Items from an annotation dataset
* * *

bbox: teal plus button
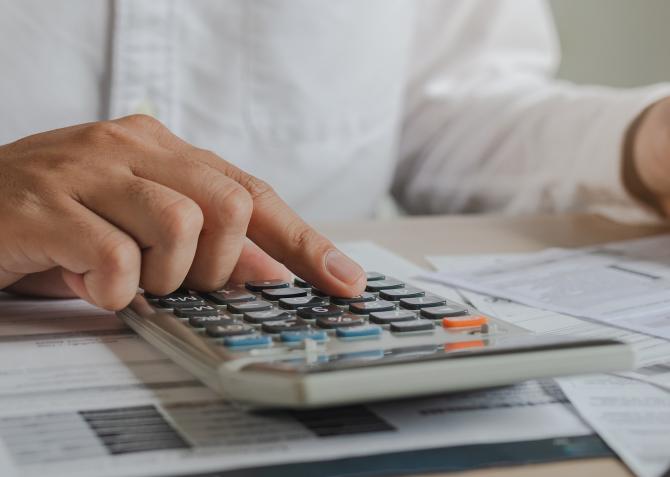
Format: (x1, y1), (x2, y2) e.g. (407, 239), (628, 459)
(223, 335), (272, 348)
(279, 330), (328, 343)
(336, 325), (382, 339)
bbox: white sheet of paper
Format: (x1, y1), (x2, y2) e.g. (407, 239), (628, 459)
(429, 253), (670, 477)
(559, 375), (670, 477)
(0, 243), (592, 477)
(426, 235), (670, 339)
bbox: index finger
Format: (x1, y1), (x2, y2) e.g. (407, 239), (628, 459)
(192, 150), (366, 296)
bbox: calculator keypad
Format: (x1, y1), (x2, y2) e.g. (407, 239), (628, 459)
(145, 272), (506, 360)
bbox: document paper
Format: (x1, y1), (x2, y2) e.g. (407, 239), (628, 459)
(426, 235), (670, 339)
(0, 243), (592, 477)
(428, 253), (670, 477)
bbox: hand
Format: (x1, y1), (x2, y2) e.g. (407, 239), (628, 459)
(0, 115), (365, 310)
(623, 98), (670, 216)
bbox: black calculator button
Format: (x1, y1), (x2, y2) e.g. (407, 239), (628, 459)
(330, 292), (377, 305)
(244, 280), (290, 291)
(379, 287), (426, 301)
(298, 305), (342, 320)
(370, 310), (416, 325)
(400, 295), (447, 310)
(158, 294), (206, 308)
(421, 305), (469, 320)
(262, 287), (307, 301)
(228, 300), (272, 314)
(365, 278), (405, 292)
(188, 315), (235, 328)
(391, 320), (435, 333)
(279, 296), (328, 310)
(365, 272), (386, 282)
(143, 287), (189, 300)
(261, 318), (309, 334)
(349, 300), (395, 315)
(244, 310), (293, 325)
(174, 305), (219, 318)
(201, 288), (256, 305)
(205, 323), (255, 338)
(316, 315), (365, 329)
(293, 277), (312, 288)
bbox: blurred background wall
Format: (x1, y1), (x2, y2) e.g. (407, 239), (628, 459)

* * *

- **REQUIREMENT**
Convert every line of the items above into a Markdown table with the columns "No." and "Text", numbering each row and omitting blank lines. Exclude the pictures from the table.

- **EXERCISE SOLUTION**
| No. | Text |
|---|---|
| 1 | bbox: teal plus button |
| 2 | Format: (x1, y1), (x2, y2) e.g. (407, 239), (628, 459) |
| 3 | (223, 335), (272, 348) |
| 4 | (279, 330), (328, 343) |
| 5 | (336, 325), (382, 339) |
| 6 | bbox: white sheet of paper |
| 7 | Format: (x1, y1), (x2, y2) e.g. (407, 239), (628, 459) |
| 8 | (429, 253), (670, 477) |
| 9 | (559, 375), (670, 477) |
| 10 | (0, 243), (592, 477) |
| 11 | (426, 235), (670, 339) |
| 12 | bbox: index finger |
| 13 | Format: (x1, y1), (x2, y2) e.g. (407, 239), (628, 459) |
| 14 | (192, 150), (366, 296) |
| 15 | bbox: calculator keypad |
| 16 | Format: (x1, y1), (x2, y2) e.g. (407, 239), (628, 459) |
| 17 | (145, 272), (506, 360) |
| 18 | bbox: document paper |
| 19 | Format: (x1, y1), (x2, y2) e.g. (407, 239), (628, 459) |
| 20 | (426, 235), (670, 339) |
| 21 | (0, 243), (592, 477) |
| 22 | (428, 253), (670, 477) |
| 23 | bbox: hand |
| 24 | Format: (x1, y1), (x2, y2) e.g. (407, 239), (628, 459) |
| 25 | (0, 115), (365, 310) |
| 26 | (623, 98), (670, 216) |
| 27 | bbox: black calculator button |
| 28 | Format: (x1, y1), (x2, y2) e.g. (407, 239), (628, 459) |
| 29 | (330, 292), (377, 305) |
| 30 | (244, 280), (290, 291) |
| 31 | (379, 287), (426, 301) |
| 32 | (298, 305), (342, 320) |
| 33 | (370, 310), (416, 325) |
| 34 | (400, 295), (447, 310) |
| 35 | (158, 294), (206, 308) |
| 36 | (421, 305), (469, 320) |
| 37 | (262, 287), (307, 301) |
| 38 | (228, 300), (272, 314) |
| 39 | (365, 278), (405, 292) |
| 40 | (188, 315), (235, 328) |
| 41 | (391, 320), (435, 333) |
| 42 | (279, 296), (328, 310) |
| 43 | (365, 272), (386, 282) |
| 44 | (143, 287), (189, 300) |
| 45 | (261, 318), (309, 334) |
| 46 | (349, 300), (395, 315) |
| 47 | (244, 310), (293, 325) |
| 48 | (174, 305), (219, 318) |
| 49 | (201, 288), (256, 305) |
| 50 | (205, 323), (255, 338) |
| 51 | (316, 315), (365, 329) |
| 52 | (293, 277), (312, 288) |
| 53 | bbox: blurred background wall |
| 54 | Format: (x1, y1), (x2, y2) e.g. (407, 239), (628, 459) |